> EXCERPT
↓
The output is a side-by-side visualization with PCA of the patch-level features.

## 🧪 Additional Options

### `--model-name`

List available models and their shortcuts with `dinotool --models`.

By default, the value passed to `--model-name` argument is loaded from `facebookresearch/dinov2`, meaning that the possible DINOv2 models are:
- `dinov2_vits14`
- `dinov2_vitb14`
- `dinov2_vitl14`
- `dinov2_vitg14`

and their `reg` variants (recommended): i.e. `dinov2_vits14_reg`.

See the [DINOv2 github repo](https://github.com/facebookresearch/dinov2) for more information.

**DINOv3 models:**

Model names with prefix `facebook/dinov3/<model name>` are downloaded from the DINOv3 respository in Huggingface Hub. See a list of available models [here](https://huggingface.co/collections/facebook/dinov3-68924841bd6b561778e31009).

[!IMPORTANT]
The DINOv3 models are gated models and need authorized access. You have to apply for access on the model page when logged in to Huggingface, and log in on the HF CLI: `hf auth login`.

**AM-RADIO models:**

Model names with prefix `NVlabs/RADIO/` are downloaded from the RADIO family of models. See all available models [here](https://github.com/NVlabs/RADIO)
↑
> TASK 1
Repeat, word for word, the part of the model options excerpt that opens with the words containing "By default, the" and closes with "for more information.".
> TASK 2
Carry on the model options excerpt from the point at which it stops.
The lines that come next are from a different source.

> DATA UNDER STUDY
↓
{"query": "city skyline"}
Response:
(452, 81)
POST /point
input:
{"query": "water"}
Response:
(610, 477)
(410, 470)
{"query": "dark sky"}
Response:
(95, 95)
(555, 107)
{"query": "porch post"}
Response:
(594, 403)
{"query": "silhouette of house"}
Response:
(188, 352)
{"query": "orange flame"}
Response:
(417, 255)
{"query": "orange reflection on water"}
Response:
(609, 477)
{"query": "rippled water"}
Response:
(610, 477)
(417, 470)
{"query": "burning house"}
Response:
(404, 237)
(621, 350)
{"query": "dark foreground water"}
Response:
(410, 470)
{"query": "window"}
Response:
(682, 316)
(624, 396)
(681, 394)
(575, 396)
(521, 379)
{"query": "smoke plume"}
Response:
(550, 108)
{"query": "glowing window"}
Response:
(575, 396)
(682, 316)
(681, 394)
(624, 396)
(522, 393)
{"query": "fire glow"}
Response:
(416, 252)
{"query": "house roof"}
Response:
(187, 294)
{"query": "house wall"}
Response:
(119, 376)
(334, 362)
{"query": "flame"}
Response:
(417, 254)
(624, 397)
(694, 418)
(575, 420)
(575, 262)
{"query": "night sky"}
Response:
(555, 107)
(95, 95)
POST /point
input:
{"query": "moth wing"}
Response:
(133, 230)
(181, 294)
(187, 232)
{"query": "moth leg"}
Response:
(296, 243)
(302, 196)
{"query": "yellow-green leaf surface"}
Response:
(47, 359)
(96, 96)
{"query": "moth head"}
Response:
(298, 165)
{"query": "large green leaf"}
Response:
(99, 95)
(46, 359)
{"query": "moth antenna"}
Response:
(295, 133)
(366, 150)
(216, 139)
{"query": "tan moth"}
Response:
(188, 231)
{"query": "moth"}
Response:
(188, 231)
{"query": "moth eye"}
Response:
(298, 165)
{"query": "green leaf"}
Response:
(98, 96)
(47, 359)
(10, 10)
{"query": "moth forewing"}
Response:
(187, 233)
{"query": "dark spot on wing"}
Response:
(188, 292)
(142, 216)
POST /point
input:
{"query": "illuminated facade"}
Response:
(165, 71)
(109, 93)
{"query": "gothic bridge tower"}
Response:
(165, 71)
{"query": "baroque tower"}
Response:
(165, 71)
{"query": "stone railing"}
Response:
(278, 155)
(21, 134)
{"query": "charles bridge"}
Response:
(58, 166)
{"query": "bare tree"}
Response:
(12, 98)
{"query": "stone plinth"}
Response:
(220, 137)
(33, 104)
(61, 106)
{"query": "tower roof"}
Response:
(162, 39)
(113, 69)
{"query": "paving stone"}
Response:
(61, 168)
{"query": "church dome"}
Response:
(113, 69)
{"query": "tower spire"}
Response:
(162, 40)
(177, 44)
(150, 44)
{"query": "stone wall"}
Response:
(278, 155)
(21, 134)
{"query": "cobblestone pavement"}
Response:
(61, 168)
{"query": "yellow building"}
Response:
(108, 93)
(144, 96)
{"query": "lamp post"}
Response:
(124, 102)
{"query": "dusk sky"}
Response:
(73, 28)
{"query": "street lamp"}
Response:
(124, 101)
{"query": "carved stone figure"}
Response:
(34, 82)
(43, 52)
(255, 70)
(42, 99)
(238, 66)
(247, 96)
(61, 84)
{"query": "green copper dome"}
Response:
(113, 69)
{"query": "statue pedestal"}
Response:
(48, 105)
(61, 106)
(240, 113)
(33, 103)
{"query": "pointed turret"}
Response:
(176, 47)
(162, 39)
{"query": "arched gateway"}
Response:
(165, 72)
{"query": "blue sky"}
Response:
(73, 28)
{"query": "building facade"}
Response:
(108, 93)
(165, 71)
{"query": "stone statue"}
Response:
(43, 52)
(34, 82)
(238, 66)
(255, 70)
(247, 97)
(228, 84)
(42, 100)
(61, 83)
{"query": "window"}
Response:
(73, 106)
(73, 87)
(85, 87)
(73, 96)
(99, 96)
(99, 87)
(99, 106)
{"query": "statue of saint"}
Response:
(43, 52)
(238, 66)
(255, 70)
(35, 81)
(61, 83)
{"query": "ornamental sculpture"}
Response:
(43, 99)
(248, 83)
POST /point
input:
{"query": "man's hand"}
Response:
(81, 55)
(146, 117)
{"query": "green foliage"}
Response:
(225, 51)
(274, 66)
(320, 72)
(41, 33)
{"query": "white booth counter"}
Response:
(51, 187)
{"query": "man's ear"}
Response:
↑
> ANSWER SPACE 1
By default, the value passed to `--model-name` argument is loaded from `facebookresearch/dinov2`, meaning that the possible DINOv2 models are:
- `dinov2_vits14`
- `dinov2_vitb14`
- `dinov2_vitl14`
- `dinov2_vitg14`

and their `reg` variants (recommended): i.e. `dinov2_vits14_reg`.

See the [DINOv2 github repo](https://github.com/facebookresearch/dinov2) for more information.

> ANSWER SPACE 2
**OpenCLIP models:**

DINOtool supports also ViT models that follow the OpenCLIP/timm model API for feature extraction. These models are for example the [SigLIP2 models in Huggingface hub](https://huggingface.co/collections/timm/siglip-2-67b8e72ba08b09dd97aecaf9). Additionally, [other models](https://huggingface.co/models?library=open_clip&sort=trending&search=timm%2F) in the Hub should also work, but have not been fully tested. These include SigLIP and CLIP models.

The OpenCLIP/timm model name has to be passed in the format `hf-hub:timm/<model name>`.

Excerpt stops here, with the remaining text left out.